Qu’entend-t-on par fascisme ? (texte d’August Thalheimer, 1929)

dimanche 29 mars 2015.
 

- A) Qu’entend-t-on par fascisme ? (texte d’August Thalheimer, 1929) "Le fascisme est certes une force contre la classe ouvrière, mais ce n’est pas toute force contre la classe ouvrière qui est un fascisme."
- B) Réponse à Thalheimer (Léon Trotstky)

A) Qu’entend-t-on par fascisme ? (texte d’August Thalheimer, 1929)

Si l’on s’en tient à l’usage, comme c’est devenu aujourd’hui habituel dans le parti, on devrait déjà conclure très simplement : Le fascisme c’est chaque acte commis par la force contre la classe ouvrière.

Mais qu’on s’essaie à cette définition très « simple » et l’on tombe immédiatement dans un tissu de contradictions. Prenons par exemple l’Allemagne. A t-on dans l’État impérial allemand fait usage de la force contre la classe ouvrière ? Sûrement. Il y eût douze années, en 1878-1890, pendant lesquelles toute activité sociale-démocrate était interdite, avec une loi d’exception. La presse sociale-démocrate fût opprimée. Tout travailleur qui avait une activité socialiste pouvait être arrêté par la police et mis par le juge en prison. C’était cela le temps de la loi anti-socialiste : sans aucun doute la force, oui, l’application systématique d’une force contre la classe ouvrière, contre le mouvement socialiste.

________________________________________

- [CONSIGNES DE L'EXERCICE]:
1 - Extrayez du texte sur le fascisme le passage qui commence à « dimanche 29 mars » et se termine à « Thalheimer (Léon Trotstky) ».
2 - Relevez, sans répétition et dans leur ordre d'apparition, toutes les années écrites en chiffres dans le texte sur le fascisme.

________________________________________

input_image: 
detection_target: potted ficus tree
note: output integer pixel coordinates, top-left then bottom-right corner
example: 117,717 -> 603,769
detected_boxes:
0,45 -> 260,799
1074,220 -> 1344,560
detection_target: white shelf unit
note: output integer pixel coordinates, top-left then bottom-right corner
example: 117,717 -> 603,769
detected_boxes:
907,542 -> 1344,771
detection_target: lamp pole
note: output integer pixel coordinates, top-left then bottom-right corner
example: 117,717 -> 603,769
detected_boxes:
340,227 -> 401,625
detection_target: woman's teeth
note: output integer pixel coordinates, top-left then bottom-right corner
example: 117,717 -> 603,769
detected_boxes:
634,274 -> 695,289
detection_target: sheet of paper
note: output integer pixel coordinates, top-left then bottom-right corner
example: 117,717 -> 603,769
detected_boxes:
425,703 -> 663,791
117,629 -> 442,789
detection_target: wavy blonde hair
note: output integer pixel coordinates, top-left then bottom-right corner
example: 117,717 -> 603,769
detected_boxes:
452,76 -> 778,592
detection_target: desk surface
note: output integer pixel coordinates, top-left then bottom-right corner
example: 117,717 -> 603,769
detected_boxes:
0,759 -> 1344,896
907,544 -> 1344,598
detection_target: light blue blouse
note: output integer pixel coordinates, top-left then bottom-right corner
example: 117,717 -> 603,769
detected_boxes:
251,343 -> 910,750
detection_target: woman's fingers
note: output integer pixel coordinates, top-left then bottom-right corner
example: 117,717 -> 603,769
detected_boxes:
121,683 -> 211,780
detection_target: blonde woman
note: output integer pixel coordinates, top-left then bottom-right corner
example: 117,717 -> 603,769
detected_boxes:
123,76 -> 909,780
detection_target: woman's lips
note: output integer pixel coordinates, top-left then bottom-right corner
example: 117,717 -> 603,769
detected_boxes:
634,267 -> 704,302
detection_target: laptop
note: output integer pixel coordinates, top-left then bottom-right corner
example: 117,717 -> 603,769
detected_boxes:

________________________________________

- [CORRIGÉ DES CONSIGNES]:
1 -
dimanche 29 mars 2015.
 

- A) Qu’entend-t-on par fascisme ? (texte d’August Thalheimer, 1929) "Le fascisme est certes une force contre la classe ouvrière, mais ce n’est pas toute force contre la classe ouvrière qui est un fascisme."
- B) Réponse à Thalheimer (Léon Trotstky)

2 - 1929, 2015, 1878, 1890